> **YOUR ASSIGNMENT**
Filter task. Return each line of the material that holds the string "engraved".

> **EXTRACTED RECORDS**
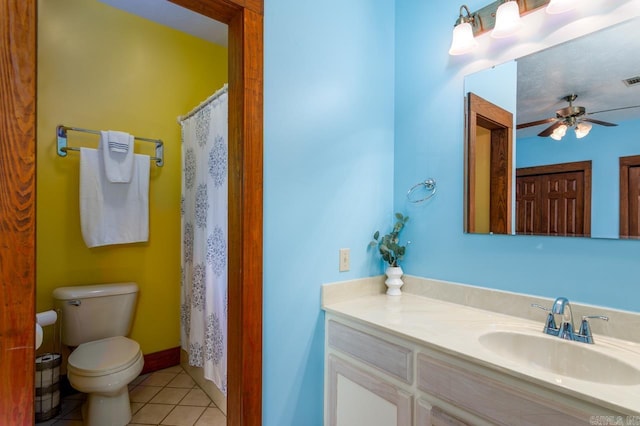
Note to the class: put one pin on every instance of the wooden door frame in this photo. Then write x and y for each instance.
(17, 205)
(625, 164)
(480, 112)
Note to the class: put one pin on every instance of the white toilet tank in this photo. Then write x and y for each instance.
(92, 312)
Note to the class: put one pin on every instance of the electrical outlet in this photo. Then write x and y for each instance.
(344, 260)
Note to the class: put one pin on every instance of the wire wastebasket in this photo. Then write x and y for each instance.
(47, 403)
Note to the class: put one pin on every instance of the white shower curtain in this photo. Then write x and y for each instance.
(204, 237)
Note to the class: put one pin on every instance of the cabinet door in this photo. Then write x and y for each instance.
(357, 397)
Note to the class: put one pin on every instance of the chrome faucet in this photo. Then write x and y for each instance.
(562, 307)
(566, 330)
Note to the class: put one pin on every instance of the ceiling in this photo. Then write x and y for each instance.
(174, 16)
(592, 67)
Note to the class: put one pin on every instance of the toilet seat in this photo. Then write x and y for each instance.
(103, 357)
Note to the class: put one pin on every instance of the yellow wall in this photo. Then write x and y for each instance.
(101, 68)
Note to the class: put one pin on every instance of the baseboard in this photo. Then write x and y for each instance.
(160, 360)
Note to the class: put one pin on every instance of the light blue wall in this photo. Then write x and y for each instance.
(603, 146)
(429, 142)
(328, 179)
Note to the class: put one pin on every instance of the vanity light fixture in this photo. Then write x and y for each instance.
(507, 20)
(463, 40)
(501, 16)
(561, 6)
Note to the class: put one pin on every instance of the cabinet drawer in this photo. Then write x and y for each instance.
(492, 400)
(391, 358)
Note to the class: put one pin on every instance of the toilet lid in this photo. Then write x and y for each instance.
(104, 356)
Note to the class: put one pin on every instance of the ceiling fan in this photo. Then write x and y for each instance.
(571, 116)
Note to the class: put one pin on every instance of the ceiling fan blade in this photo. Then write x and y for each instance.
(613, 109)
(602, 123)
(547, 132)
(534, 123)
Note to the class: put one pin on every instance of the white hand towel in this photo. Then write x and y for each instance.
(117, 151)
(113, 213)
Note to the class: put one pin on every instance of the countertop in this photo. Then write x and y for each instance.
(455, 329)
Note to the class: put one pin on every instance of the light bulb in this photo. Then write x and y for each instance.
(582, 129)
(559, 132)
(463, 40)
(560, 6)
(507, 20)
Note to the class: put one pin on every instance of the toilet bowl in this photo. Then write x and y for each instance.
(95, 321)
(103, 370)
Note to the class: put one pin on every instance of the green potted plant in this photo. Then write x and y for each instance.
(392, 252)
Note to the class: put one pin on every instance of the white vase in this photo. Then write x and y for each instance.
(394, 280)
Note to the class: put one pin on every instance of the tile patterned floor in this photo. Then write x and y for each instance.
(165, 397)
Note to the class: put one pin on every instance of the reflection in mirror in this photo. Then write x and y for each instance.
(577, 117)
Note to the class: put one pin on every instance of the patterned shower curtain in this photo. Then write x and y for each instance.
(204, 237)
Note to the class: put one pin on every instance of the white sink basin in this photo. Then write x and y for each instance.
(552, 354)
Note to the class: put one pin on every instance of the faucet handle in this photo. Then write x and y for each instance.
(550, 326)
(602, 317)
(585, 328)
(535, 305)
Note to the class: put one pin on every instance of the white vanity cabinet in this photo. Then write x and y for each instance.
(367, 378)
(376, 378)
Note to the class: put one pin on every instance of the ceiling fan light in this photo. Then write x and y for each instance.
(559, 132)
(507, 20)
(582, 129)
(463, 40)
(561, 6)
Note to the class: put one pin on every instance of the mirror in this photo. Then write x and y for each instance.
(584, 183)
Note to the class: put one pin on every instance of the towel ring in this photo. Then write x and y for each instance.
(429, 185)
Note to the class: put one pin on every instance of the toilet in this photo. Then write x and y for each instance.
(95, 320)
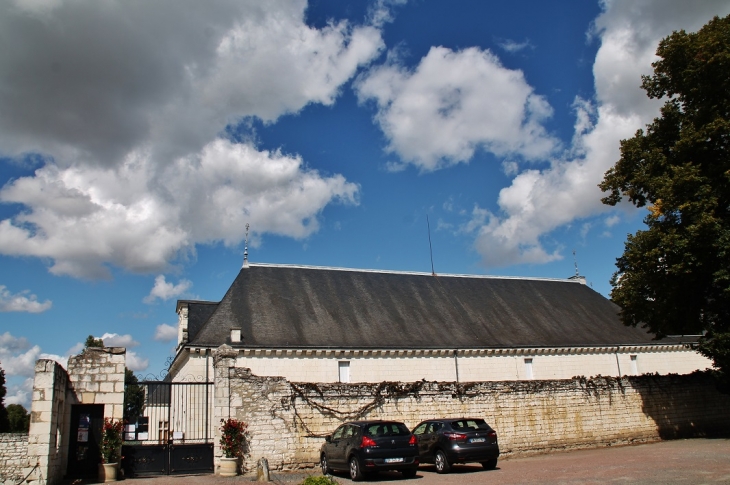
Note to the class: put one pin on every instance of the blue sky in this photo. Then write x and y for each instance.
(137, 140)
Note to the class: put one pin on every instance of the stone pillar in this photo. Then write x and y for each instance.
(224, 362)
(47, 424)
(97, 377)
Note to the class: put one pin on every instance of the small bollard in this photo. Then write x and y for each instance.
(262, 470)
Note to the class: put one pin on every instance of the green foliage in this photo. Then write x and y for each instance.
(93, 342)
(323, 480)
(18, 419)
(234, 438)
(111, 440)
(674, 277)
(133, 397)
(4, 424)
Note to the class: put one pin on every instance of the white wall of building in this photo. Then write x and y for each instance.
(465, 366)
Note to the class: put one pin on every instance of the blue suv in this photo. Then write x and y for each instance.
(365, 447)
(447, 441)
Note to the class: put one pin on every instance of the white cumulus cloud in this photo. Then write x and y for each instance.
(21, 302)
(454, 102)
(126, 103)
(165, 333)
(164, 290)
(539, 201)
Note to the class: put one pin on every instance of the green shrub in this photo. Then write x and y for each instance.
(324, 480)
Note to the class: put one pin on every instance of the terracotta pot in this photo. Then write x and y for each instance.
(228, 467)
(108, 472)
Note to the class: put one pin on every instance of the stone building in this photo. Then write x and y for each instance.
(314, 324)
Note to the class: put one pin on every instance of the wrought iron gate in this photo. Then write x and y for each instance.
(173, 433)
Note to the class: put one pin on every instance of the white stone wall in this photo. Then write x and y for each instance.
(97, 375)
(13, 457)
(493, 365)
(287, 421)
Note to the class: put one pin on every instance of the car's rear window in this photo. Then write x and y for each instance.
(469, 424)
(386, 429)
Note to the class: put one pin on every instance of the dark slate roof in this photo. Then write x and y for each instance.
(307, 307)
(198, 313)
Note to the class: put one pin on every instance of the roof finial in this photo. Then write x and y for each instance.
(245, 249)
(430, 249)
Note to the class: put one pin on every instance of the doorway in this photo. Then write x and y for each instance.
(84, 452)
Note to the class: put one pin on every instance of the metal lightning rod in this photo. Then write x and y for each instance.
(430, 248)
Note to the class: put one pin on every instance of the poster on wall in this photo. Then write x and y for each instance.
(84, 421)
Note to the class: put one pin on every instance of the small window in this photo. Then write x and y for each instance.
(634, 366)
(344, 369)
(338, 433)
(420, 429)
(528, 369)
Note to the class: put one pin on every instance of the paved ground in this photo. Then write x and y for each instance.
(695, 461)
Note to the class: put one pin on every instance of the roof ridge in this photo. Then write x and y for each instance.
(414, 273)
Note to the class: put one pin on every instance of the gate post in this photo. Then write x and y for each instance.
(47, 412)
(224, 360)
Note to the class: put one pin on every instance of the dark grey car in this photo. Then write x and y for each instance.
(364, 447)
(447, 441)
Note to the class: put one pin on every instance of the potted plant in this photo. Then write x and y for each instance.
(234, 435)
(111, 446)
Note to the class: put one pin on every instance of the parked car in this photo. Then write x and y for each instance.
(447, 441)
(364, 447)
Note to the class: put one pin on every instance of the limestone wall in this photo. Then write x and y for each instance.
(465, 365)
(288, 420)
(13, 457)
(97, 376)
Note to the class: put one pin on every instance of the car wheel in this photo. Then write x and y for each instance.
(326, 470)
(442, 464)
(410, 473)
(355, 470)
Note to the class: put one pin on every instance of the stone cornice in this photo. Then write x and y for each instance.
(500, 352)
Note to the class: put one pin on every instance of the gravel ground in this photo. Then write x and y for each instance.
(694, 461)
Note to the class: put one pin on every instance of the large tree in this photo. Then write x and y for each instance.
(4, 423)
(674, 277)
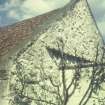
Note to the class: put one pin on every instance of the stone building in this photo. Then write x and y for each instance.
(71, 29)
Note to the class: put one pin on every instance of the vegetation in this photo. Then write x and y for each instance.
(41, 87)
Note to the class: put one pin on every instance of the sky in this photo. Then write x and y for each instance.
(12, 11)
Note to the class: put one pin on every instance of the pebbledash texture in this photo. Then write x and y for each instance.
(39, 56)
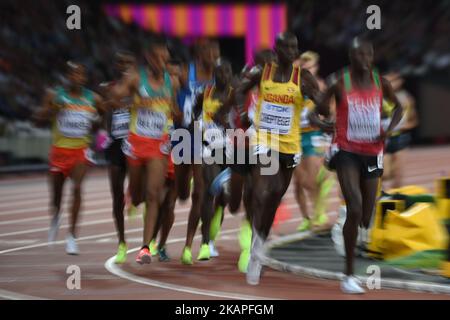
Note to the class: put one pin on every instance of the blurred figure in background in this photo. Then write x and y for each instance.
(311, 177)
(401, 136)
(357, 150)
(117, 124)
(195, 76)
(73, 111)
(146, 146)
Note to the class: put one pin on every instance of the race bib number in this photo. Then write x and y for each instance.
(304, 119)
(260, 149)
(214, 136)
(120, 124)
(364, 121)
(187, 111)
(150, 123)
(127, 149)
(320, 141)
(275, 117)
(74, 124)
(165, 147)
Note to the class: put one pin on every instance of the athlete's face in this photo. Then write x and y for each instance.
(223, 74)
(77, 75)
(215, 50)
(174, 69)
(287, 49)
(310, 65)
(124, 64)
(396, 80)
(362, 57)
(157, 57)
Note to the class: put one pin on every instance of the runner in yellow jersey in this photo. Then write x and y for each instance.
(73, 110)
(401, 137)
(277, 125)
(310, 177)
(214, 143)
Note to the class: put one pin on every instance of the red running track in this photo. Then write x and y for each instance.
(31, 269)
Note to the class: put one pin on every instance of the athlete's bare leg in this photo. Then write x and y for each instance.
(77, 175)
(156, 171)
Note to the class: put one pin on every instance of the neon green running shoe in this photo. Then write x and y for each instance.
(204, 253)
(245, 235)
(153, 247)
(132, 212)
(320, 220)
(144, 212)
(304, 225)
(121, 255)
(216, 223)
(186, 257)
(244, 258)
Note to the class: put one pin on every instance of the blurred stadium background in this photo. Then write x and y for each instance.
(35, 43)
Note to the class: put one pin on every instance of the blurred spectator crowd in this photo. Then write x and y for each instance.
(35, 43)
(414, 35)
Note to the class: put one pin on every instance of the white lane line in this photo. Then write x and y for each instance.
(8, 190)
(114, 269)
(43, 198)
(94, 222)
(411, 180)
(45, 209)
(9, 295)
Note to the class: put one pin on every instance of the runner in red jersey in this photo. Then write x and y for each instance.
(357, 149)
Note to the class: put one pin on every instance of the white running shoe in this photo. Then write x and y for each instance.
(54, 226)
(212, 250)
(71, 245)
(254, 265)
(352, 285)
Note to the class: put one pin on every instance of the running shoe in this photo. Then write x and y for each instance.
(320, 220)
(153, 247)
(71, 245)
(245, 241)
(204, 253)
(144, 256)
(305, 225)
(216, 223)
(54, 227)
(186, 257)
(254, 265)
(244, 259)
(217, 186)
(213, 250)
(121, 255)
(132, 211)
(351, 285)
(163, 257)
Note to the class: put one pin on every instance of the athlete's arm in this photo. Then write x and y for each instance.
(198, 107)
(100, 104)
(126, 86)
(309, 86)
(238, 94)
(412, 121)
(177, 116)
(49, 109)
(397, 112)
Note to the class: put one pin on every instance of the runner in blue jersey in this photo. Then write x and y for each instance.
(195, 76)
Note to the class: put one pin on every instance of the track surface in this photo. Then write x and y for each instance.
(31, 269)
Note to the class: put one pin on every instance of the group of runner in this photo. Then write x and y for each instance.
(196, 130)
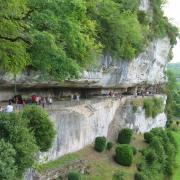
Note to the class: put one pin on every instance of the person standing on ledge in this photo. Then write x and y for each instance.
(9, 108)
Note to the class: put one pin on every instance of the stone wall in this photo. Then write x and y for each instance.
(78, 126)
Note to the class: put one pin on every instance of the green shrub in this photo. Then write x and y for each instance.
(100, 144)
(134, 150)
(124, 155)
(125, 136)
(14, 131)
(38, 121)
(140, 176)
(74, 176)
(150, 156)
(159, 156)
(109, 145)
(141, 166)
(7, 161)
(148, 137)
(168, 169)
(119, 175)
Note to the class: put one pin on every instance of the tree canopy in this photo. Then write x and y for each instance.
(61, 38)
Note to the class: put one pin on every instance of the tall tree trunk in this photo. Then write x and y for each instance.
(15, 87)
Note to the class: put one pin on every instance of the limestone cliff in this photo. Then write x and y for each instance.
(78, 126)
(148, 67)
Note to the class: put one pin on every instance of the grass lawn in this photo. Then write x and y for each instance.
(177, 172)
(102, 165)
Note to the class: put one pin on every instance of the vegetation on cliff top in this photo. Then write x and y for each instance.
(61, 38)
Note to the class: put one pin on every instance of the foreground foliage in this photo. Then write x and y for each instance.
(124, 155)
(125, 136)
(100, 144)
(40, 125)
(7, 160)
(20, 142)
(159, 157)
(173, 99)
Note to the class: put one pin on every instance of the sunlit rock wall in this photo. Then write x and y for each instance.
(148, 67)
(80, 125)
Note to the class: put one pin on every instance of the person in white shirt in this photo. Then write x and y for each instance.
(9, 108)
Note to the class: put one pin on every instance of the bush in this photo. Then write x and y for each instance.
(141, 166)
(109, 146)
(124, 155)
(140, 176)
(14, 131)
(148, 137)
(125, 136)
(38, 121)
(119, 175)
(7, 161)
(150, 156)
(134, 150)
(168, 169)
(100, 144)
(74, 176)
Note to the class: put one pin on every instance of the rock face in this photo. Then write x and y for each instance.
(80, 125)
(148, 67)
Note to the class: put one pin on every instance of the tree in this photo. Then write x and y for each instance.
(13, 55)
(13, 130)
(7, 160)
(38, 122)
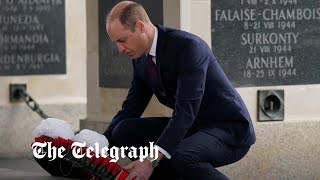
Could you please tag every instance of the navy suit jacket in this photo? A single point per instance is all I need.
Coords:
(195, 87)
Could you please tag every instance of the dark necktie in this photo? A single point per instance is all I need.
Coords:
(153, 73)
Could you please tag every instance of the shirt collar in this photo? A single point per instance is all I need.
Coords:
(154, 43)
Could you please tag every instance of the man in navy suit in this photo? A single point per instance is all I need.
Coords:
(210, 125)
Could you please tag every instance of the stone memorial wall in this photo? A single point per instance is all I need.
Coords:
(32, 37)
(267, 42)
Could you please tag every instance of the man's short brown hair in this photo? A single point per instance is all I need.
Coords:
(129, 15)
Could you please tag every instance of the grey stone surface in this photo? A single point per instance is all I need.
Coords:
(284, 150)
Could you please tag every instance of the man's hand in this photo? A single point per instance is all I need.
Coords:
(139, 170)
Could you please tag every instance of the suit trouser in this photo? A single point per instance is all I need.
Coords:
(196, 156)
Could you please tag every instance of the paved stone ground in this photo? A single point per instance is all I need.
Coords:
(23, 168)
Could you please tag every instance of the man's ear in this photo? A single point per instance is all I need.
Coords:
(140, 26)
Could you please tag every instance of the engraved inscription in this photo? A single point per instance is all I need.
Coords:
(32, 37)
(267, 42)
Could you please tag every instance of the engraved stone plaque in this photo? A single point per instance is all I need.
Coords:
(32, 37)
(267, 42)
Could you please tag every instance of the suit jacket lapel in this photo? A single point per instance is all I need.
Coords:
(160, 52)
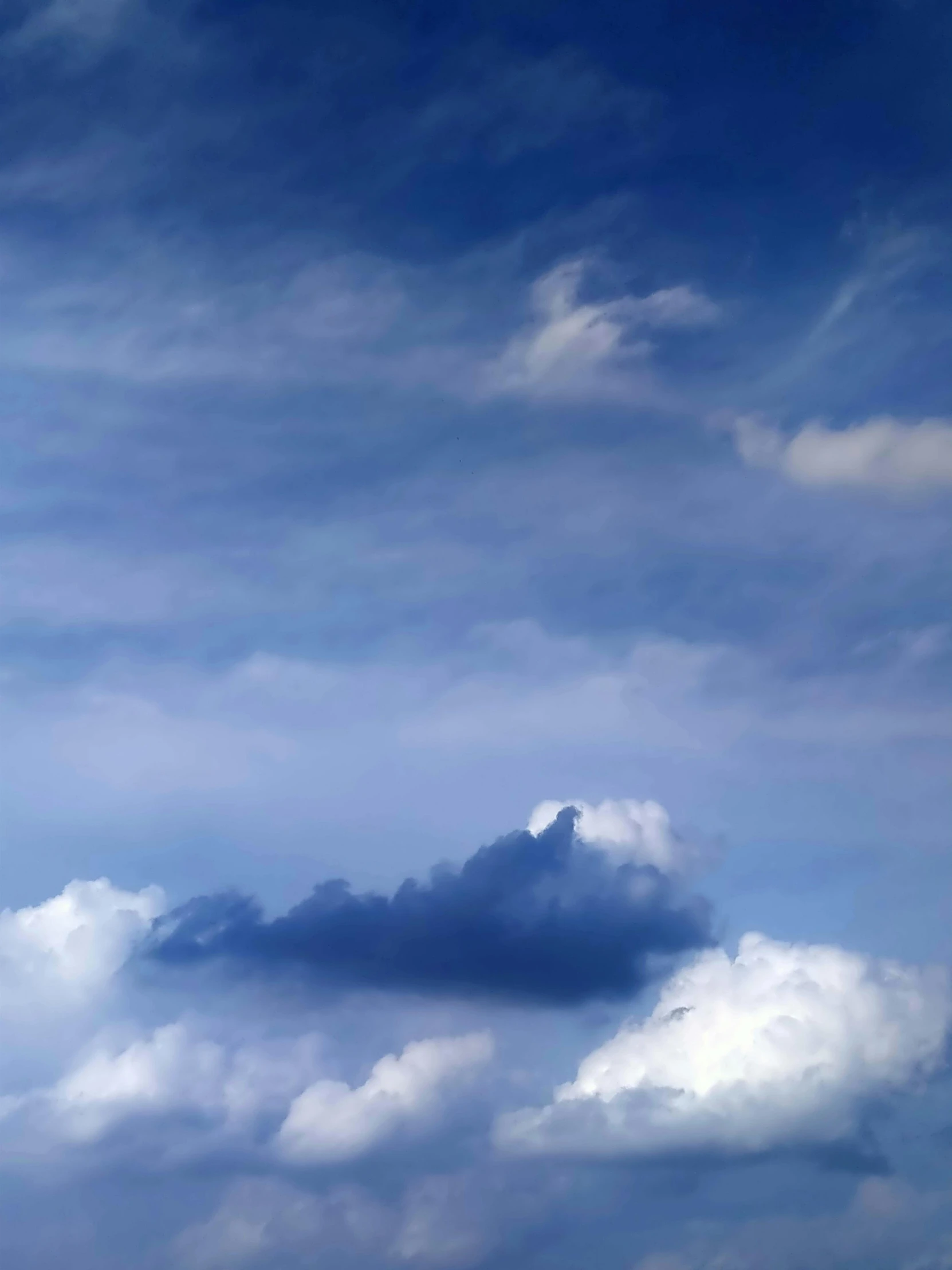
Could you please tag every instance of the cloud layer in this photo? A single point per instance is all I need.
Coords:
(882, 454)
(533, 919)
(776, 1047)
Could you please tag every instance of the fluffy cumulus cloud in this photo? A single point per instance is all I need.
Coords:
(532, 918)
(882, 454)
(59, 954)
(332, 1122)
(781, 1045)
(625, 828)
(312, 1146)
(575, 348)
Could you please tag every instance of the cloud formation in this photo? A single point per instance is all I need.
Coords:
(582, 350)
(882, 454)
(535, 919)
(777, 1047)
(625, 828)
(59, 954)
(332, 1122)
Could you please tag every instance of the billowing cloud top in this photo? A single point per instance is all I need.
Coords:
(533, 918)
(774, 1047)
(627, 830)
(60, 953)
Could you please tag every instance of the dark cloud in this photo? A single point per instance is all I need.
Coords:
(528, 919)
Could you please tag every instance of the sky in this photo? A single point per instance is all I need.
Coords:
(475, 636)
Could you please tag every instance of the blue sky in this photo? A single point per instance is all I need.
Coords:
(415, 414)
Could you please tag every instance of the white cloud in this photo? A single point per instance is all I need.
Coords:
(627, 830)
(62, 951)
(583, 350)
(172, 1069)
(261, 1220)
(780, 1045)
(880, 454)
(332, 1122)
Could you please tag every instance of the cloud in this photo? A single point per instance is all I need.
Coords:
(882, 454)
(535, 919)
(222, 1090)
(61, 953)
(781, 1045)
(332, 1122)
(582, 350)
(627, 830)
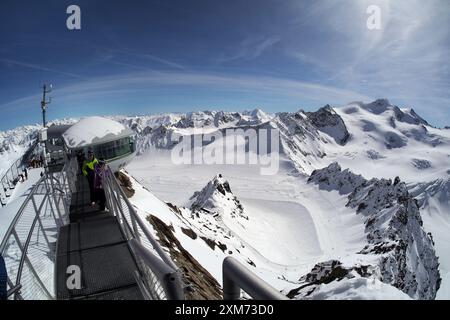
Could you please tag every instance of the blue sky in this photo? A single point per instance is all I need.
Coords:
(144, 56)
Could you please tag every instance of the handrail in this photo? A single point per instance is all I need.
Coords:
(9, 173)
(237, 277)
(26, 247)
(169, 277)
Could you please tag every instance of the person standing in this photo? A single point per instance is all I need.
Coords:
(89, 173)
(100, 173)
(80, 158)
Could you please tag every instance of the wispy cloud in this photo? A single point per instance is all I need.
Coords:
(141, 82)
(405, 61)
(39, 67)
(250, 48)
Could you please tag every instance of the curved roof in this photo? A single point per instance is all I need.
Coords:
(94, 130)
(56, 131)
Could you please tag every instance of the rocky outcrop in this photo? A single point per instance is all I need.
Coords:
(216, 198)
(403, 252)
(329, 122)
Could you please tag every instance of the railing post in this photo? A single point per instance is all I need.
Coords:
(23, 259)
(231, 291)
(39, 220)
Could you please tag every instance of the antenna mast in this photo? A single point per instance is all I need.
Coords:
(45, 102)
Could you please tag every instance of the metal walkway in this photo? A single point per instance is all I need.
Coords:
(94, 242)
(115, 251)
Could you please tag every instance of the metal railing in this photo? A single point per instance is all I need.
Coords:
(158, 277)
(10, 178)
(237, 277)
(29, 245)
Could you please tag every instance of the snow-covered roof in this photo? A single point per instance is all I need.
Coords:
(94, 130)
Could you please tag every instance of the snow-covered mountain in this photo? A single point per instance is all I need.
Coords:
(313, 230)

> **FINAL ANSWER**
Could you please tag every instance of the engraved inscription in this photo? A single point per instance is all I need.
Could you please tag every instance of the engraved stone plaque in this photo? A single point per instance is all I need.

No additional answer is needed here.